Task requirements —
Could you write out, word for word, the lines of data below from the line containing "Category: utility pole" through the line containing "pixel 526 543", both included?

Given records —
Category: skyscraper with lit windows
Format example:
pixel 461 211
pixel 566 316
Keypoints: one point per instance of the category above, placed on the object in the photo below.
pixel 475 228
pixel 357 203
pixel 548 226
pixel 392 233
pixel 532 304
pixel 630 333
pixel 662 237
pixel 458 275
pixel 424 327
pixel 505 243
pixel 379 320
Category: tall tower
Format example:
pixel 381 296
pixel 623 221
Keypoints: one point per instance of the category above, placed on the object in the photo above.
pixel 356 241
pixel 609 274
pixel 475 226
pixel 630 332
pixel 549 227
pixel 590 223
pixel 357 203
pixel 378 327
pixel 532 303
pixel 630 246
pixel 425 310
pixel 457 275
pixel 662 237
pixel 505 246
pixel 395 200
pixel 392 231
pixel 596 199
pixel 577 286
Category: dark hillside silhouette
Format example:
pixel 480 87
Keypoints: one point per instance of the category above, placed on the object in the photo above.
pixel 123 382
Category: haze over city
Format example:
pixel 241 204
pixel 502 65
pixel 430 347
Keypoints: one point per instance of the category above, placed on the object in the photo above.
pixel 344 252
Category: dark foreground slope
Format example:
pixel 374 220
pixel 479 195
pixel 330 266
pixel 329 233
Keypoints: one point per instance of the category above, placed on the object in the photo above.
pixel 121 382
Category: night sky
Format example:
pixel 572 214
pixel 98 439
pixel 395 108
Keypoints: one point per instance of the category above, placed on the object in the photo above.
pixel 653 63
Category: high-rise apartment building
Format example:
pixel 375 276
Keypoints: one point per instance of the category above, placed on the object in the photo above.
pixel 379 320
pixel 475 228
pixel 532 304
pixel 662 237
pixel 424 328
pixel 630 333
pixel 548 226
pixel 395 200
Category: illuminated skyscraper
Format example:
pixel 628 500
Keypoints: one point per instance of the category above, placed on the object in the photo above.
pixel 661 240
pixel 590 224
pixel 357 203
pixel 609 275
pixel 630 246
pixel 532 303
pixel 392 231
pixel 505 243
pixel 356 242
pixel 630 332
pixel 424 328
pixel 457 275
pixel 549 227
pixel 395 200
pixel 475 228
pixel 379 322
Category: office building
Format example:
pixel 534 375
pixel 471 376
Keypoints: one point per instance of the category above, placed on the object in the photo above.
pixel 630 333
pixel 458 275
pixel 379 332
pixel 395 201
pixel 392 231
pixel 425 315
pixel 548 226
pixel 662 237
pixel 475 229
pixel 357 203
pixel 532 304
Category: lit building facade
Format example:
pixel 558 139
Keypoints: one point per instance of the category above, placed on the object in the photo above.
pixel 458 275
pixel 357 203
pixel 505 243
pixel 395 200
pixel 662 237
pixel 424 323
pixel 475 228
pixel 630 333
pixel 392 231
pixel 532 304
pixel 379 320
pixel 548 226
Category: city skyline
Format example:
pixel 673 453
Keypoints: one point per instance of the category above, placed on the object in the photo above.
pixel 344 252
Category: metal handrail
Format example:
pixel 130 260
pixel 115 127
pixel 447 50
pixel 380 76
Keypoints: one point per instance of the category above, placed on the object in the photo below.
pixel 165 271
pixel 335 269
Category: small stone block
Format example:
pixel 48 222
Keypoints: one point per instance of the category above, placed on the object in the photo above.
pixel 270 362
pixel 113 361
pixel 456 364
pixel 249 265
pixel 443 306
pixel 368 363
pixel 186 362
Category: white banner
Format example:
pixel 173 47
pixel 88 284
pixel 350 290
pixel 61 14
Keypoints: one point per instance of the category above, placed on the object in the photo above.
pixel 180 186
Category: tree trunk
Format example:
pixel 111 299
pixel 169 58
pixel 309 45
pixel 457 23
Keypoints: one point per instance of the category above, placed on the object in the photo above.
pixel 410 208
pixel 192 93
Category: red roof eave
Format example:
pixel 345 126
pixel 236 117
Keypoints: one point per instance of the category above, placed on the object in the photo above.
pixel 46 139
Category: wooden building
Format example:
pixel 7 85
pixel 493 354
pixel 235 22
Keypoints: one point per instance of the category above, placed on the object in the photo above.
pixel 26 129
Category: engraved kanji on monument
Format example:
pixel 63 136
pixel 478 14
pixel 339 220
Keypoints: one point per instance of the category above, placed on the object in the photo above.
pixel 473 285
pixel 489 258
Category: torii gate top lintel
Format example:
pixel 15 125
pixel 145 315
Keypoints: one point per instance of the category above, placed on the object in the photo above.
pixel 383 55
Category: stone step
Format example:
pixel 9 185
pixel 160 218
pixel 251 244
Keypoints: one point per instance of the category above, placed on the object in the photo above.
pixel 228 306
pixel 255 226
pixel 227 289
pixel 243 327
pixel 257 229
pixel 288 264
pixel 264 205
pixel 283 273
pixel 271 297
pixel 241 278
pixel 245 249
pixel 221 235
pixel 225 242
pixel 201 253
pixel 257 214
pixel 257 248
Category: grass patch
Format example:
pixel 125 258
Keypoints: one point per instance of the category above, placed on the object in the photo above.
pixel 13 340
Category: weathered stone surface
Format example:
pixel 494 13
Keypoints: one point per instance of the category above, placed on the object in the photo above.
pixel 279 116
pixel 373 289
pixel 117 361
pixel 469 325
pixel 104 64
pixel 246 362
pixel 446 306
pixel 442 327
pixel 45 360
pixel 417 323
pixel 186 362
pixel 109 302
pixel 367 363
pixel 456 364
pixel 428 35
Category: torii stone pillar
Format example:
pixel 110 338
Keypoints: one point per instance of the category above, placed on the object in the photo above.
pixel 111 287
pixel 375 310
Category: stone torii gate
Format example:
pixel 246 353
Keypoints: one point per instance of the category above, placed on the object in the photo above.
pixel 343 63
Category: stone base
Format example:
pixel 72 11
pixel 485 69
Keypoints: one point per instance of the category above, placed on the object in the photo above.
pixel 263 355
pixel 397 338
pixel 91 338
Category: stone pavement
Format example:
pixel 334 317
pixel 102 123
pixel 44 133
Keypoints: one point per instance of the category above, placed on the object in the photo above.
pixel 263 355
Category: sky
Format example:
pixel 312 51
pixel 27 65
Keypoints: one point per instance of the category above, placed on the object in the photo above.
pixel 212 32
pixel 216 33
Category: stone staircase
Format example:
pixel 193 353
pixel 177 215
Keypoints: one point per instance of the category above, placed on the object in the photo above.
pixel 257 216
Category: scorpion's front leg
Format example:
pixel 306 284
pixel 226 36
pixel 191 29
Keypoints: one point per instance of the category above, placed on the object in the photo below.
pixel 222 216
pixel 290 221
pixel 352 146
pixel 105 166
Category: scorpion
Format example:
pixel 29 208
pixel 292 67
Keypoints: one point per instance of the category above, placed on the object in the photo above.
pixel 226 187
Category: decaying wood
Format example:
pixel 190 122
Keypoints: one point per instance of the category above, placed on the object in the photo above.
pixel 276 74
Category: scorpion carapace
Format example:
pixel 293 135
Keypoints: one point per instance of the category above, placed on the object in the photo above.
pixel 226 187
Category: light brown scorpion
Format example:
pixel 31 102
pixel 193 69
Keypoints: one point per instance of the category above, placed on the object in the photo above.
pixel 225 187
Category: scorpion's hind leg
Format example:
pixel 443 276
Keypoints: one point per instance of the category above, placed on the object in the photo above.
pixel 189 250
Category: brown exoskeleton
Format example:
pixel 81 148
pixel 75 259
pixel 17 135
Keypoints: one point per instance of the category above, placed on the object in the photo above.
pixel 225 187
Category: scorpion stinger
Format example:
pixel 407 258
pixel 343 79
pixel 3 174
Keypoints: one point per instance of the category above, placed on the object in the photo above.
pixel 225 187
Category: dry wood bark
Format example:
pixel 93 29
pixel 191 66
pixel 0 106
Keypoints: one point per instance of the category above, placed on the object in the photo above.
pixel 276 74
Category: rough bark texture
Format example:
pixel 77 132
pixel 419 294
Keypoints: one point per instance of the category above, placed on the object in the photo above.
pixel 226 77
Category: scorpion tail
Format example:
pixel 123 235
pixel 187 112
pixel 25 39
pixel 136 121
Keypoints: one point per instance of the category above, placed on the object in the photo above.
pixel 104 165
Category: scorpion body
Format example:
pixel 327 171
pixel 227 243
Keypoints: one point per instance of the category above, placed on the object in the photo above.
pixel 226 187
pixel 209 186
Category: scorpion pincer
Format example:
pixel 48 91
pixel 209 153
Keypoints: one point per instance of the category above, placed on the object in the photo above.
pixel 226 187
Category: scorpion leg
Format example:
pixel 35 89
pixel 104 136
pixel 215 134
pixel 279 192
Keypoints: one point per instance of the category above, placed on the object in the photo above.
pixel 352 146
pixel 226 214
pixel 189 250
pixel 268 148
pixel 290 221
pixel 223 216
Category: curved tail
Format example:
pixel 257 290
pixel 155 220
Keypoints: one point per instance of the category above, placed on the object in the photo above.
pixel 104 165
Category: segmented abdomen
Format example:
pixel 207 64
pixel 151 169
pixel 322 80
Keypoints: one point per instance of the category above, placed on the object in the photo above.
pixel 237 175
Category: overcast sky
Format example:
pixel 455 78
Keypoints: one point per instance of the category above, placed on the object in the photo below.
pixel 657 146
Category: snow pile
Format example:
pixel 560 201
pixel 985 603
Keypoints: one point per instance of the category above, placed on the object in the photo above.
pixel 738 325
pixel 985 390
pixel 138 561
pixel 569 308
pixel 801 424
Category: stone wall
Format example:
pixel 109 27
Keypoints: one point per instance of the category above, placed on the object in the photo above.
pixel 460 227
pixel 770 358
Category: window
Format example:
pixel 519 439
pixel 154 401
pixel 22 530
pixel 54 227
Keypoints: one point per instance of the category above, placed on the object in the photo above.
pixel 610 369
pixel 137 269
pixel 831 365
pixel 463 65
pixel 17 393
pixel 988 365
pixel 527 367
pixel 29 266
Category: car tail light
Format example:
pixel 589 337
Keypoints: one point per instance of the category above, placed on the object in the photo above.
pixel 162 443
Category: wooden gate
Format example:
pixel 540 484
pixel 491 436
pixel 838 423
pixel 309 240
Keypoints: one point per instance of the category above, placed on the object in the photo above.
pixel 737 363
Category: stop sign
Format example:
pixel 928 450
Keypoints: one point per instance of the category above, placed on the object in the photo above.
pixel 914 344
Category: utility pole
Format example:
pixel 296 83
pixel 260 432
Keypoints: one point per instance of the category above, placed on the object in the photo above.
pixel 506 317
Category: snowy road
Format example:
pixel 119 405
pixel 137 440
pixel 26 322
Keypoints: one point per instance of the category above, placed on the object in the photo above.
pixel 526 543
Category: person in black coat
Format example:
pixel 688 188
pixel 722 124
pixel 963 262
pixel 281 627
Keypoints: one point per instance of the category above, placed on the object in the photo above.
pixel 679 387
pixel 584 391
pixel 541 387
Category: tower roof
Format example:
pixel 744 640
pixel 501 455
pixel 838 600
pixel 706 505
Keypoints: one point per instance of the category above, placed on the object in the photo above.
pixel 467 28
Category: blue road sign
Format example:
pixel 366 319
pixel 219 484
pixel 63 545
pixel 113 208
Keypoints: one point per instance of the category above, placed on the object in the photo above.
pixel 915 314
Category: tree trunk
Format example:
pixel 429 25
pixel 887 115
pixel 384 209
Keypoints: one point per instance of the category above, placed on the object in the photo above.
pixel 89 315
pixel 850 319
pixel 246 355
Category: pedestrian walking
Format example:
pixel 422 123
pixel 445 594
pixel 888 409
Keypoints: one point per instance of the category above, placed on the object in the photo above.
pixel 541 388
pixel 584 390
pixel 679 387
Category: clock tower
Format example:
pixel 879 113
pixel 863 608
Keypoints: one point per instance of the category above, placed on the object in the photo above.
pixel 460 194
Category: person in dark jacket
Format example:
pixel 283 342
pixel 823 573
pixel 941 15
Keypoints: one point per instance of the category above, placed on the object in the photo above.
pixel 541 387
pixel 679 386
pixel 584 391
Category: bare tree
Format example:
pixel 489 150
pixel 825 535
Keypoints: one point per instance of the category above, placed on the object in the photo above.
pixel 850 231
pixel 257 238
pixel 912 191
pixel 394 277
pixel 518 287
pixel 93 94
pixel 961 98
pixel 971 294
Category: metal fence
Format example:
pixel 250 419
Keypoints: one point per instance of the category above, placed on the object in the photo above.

Exercise solution —
Category: utility pole
Format example:
pixel 296 83
pixel 260 432
Keypoints: one point per instance of the category above, placed on the object in the photo above.
pixel 506 317
Category: snowy road
Format example:
pixel 119 405
pixel 137 440
pixel 26 322
Keypoints: one point per instance of the category above, placed on the object in the photo above.
pixel 526 543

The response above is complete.